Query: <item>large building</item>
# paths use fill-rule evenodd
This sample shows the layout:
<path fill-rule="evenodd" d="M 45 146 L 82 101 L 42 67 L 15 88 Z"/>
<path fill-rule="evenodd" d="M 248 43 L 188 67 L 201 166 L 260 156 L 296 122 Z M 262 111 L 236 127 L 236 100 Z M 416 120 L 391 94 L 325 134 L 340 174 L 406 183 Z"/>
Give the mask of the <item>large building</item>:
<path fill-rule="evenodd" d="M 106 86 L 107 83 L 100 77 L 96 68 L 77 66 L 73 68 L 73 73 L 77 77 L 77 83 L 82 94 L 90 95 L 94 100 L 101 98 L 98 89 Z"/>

* * *

*Task to carry out*: Rewrite every line of the records as a Markdown table with the columns Row and Record line. Number the rows in order and leave out blank lines.

*Output for this task*:
| Row | Record line |
|---|---|
| 1 | Query: <item>large building</item> |
| 2 | # paths use fill-rule evenodd |
| 3 | This sample shows the layout: |
| 4 | <path fill-rule="evenodd" d="M 45 146 L 82 101 L 42 67 L 15 88 Z"/> |
| 5 | <path fill-rule="evenodd" d="M 248 43 L 188 67 L 201 166 L 260 156 L 296 122 Z M 262 111 L 236 127 L 236 100 Z M 416 120 L 391 94 L 325 134 L 340 174 L 406 183 Z"/> |
| 6 | Give the mask of the <item>large building</item>: |
| 7 | <path fill-rule="evenodd" d="M 106 86 L 107 83 L 100 77 L 96 68 L 77 66 L 73 68 L 73 73 L 77 77 L 77 83 L 82 94 L 90 95 L 94 100 L 101 98 L 98 89 Z"/> |